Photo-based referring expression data
────────

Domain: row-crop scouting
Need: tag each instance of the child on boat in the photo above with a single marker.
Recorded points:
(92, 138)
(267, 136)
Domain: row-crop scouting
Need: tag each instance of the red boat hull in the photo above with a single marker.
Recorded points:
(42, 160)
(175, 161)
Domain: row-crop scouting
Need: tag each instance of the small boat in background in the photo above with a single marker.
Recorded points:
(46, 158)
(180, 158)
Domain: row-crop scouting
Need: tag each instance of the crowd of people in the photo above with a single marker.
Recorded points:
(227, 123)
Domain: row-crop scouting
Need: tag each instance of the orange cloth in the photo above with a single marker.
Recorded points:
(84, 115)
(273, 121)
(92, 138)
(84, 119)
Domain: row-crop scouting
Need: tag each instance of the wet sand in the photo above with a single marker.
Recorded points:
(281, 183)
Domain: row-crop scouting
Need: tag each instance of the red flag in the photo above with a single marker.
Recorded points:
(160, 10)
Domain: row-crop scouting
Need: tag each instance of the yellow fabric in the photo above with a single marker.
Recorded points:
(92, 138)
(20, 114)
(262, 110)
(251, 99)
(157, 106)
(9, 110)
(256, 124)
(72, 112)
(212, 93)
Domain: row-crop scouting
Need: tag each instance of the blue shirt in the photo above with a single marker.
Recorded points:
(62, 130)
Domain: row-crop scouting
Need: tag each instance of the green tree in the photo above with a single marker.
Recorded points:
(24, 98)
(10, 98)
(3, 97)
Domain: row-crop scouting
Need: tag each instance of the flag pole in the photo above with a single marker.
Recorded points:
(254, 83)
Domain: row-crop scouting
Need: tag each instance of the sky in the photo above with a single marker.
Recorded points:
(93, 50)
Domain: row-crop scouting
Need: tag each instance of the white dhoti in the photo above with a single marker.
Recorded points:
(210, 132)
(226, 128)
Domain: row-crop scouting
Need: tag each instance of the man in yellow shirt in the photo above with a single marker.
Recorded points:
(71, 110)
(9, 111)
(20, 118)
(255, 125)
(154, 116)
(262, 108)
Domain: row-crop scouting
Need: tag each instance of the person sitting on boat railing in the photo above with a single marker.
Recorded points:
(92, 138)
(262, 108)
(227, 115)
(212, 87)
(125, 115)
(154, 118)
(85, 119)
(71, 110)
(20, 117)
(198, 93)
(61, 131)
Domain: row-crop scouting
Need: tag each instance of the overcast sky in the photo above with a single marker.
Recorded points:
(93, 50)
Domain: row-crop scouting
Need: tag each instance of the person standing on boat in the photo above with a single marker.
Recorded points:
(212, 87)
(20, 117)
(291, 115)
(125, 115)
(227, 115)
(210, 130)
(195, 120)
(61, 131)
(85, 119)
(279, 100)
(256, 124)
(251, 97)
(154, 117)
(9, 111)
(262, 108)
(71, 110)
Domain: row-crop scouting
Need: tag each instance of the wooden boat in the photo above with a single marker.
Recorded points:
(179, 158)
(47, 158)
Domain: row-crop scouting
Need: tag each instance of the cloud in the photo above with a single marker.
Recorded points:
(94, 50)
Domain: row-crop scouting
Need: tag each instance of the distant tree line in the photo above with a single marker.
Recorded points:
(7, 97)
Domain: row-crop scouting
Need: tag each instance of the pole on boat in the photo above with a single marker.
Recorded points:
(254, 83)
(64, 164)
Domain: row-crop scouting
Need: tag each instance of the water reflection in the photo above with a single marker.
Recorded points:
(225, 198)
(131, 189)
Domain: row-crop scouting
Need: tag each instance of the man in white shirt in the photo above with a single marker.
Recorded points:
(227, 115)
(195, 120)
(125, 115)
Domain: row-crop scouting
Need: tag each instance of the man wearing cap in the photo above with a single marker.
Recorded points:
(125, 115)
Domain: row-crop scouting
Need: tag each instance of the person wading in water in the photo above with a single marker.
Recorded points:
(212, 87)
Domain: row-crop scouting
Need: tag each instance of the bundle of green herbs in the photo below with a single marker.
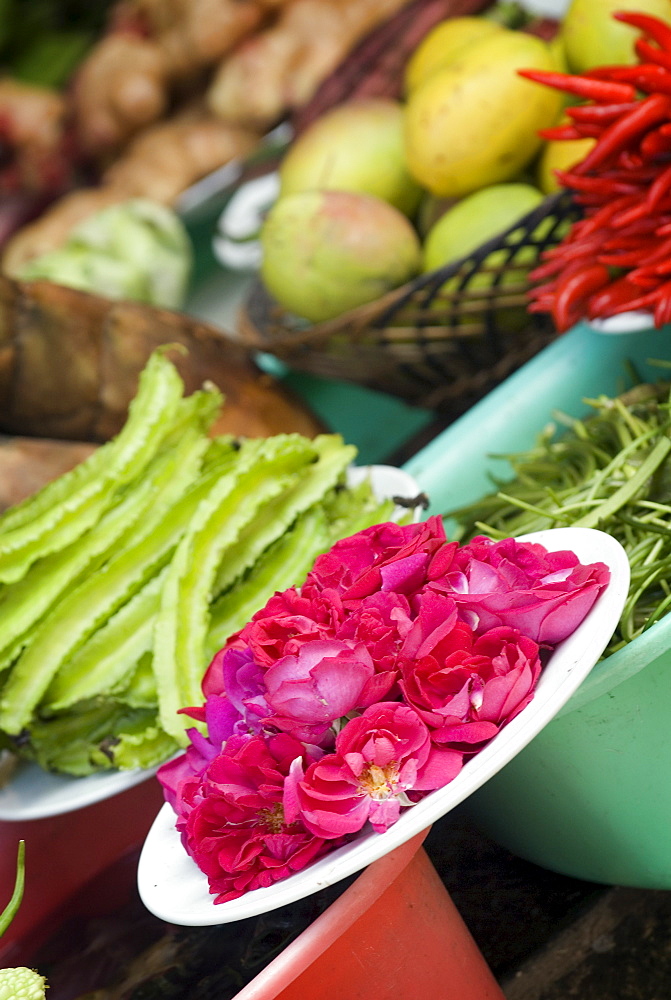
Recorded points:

────────

> **Task goal**
A single number is the whole answer: how many lines in the entries hold the word "person".

> **Expected answer**
3